* begin Dataset records *

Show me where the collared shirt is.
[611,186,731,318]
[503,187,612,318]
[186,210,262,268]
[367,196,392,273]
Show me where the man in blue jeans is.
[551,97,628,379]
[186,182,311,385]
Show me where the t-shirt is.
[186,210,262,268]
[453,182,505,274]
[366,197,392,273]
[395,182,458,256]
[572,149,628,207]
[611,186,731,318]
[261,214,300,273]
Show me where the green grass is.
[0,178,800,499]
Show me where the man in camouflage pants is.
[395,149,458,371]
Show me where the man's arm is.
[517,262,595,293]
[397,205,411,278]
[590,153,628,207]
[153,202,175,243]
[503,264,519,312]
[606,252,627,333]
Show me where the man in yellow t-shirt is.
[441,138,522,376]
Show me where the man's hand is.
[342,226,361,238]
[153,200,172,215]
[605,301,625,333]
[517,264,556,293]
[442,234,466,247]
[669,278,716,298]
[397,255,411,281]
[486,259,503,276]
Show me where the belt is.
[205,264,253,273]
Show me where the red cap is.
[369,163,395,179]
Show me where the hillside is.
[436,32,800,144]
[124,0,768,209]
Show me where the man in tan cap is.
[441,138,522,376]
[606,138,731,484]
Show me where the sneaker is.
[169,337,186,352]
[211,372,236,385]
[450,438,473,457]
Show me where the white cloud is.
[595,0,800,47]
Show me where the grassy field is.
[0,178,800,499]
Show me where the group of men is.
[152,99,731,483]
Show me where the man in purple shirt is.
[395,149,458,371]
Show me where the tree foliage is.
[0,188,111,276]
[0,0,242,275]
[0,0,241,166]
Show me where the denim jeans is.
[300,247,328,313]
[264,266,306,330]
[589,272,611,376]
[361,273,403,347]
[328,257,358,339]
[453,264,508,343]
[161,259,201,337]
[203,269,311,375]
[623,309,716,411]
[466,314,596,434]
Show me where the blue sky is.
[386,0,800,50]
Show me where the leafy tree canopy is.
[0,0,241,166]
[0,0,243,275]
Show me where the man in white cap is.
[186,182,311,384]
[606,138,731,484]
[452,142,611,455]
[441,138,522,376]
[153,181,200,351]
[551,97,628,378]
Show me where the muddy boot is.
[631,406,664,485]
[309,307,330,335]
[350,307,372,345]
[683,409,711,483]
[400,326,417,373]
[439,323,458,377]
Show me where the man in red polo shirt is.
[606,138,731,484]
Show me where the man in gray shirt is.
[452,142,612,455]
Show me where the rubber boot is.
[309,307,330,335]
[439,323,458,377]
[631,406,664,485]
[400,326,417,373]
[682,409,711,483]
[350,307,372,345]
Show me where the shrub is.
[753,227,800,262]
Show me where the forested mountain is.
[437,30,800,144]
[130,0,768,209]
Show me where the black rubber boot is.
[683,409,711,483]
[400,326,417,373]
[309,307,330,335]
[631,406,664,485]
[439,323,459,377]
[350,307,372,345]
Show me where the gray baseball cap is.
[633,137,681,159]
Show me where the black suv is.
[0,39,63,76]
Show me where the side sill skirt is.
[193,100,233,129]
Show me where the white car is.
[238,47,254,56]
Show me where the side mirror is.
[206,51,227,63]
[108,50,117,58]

* end Dataset records *

▶ [Work instructions]: Print the listing above again, line for line, with no changes.

▶ [Task output]:
Show me where the collared shirt is.
[611,186,731,318]
[503,187,612,318]
[186,210,262,268]
[367,196,392,273]
Show me where the man in blue jeans is.
[551,97,628,379]
[186,182,311,385]
Show me where the t-shirt is.
[186,210,262,268]
[453,182,505,274]
[366,197,392,273]
[395,182,458,256]
[572,149,628,207]
[611,186,731,318]
[261,214,300,273]
Show me where the green grass is.
[0,178,800,499]
Show me where the man in camouflage pants is.
[395,149,458,371]
Show me where the man's arm is.
[517,262,595,293]
[397,205,411,278]
[590,153,628,207]
[153,202,175,243]
[503,264,519,312]
[606,252,627,333]
Show me where the man in yellow t-shirt is.
[441,138,522,376]
Show me where the man's hand is.
[342,226,361,238]
[153,200,172,215]
[605,301,625,333]
[517,264,556,293]
[442,234,466,247]
[669,278,716,298]
[397,255,411,281]
[486,259,503,276]
Show me where the belt is.
[205,264,253,273]
Show me where the red cap is.
[369,163,395,179]
Show me where the hillside is.
[436,32,800,144]
[124,0,768,209]
Show me where the man in tan cap is.
[441,138,522,376]
[606,138,731,484]
Show me where the sneaker is.
[169,337,186,352]
[211,372,236,385]
[450,438,473,457]
Show me where the white cloud is.
[595,0,800,47]
Show me where the grassy field is.
[0,178,800,499]
Show me where the group of men is.
[152,99,731,483]
Show me where the man in purple shirt is.
[395,149,458,371]
Show me where the tree foliage is.
[0,188,111,276]
[0,0,242,275]
[0,0,241,166]
Show me where the denim jeans is.
[300,247,328,313]
[264,266,306,330]
[589,272,611,376]
[361,273,403,347]
[328,257,358,339]
[453,264,508,343]
[161,259,201,337]
[203,269,311,375]
[623,309,716,411]
[466,314,596,434]
Show me where the blue sky is.
[386,0,800,50]
Show me where the leafy tree canopy is.
[0,0,241,166]
[0,0,243,275]
Show me where the man in white cap is.
[186,182,311,384]
[606,138,731,484]
[452,142,611,455]
[441,138,522,376]
[153,181,200,351]
[551,97,628,378]
Show me where the muddy boot is.
[631,406,664,485]
[309,307,330,335]
[350,307,372,345]
[683,409,711,483]
[400,326,417,373]
[439,323,458,377]
Show me where the man in red polo shirt is.
[606,138,731,484]
Show me where the man in gray shirt is.
[452,142,612,455]
Show me where the rubber boot is.
[309,307,330,335]
[439,323,458,377]
[631,406,664,485]
[400,326,417,373]
[682,409,711,483]
[350,307,372,345]
Show me where the shrub is.
[753,227,800,262]
Show me where the forested mountain is.
[437,30,800,144]
[130,0,768,209]
Show me where the black rubber boot is.
[683,409,711,483]
[400,326,417,373]
[309,307,330,335]
[631,406,664,485]
[439,323,459,377]
[350,307,372,345]
Show me where the gray baseball cap is.
[633,137,681,159]
Show me where the black suv is.
[0,39,63,76]
Show me where the side sill skirt is.
[193,100,233,129]
Show me where the white car is.
[238,47,254,56]
Show me where the side mirror is.
[206,51,227,63]
[108,50,117,58]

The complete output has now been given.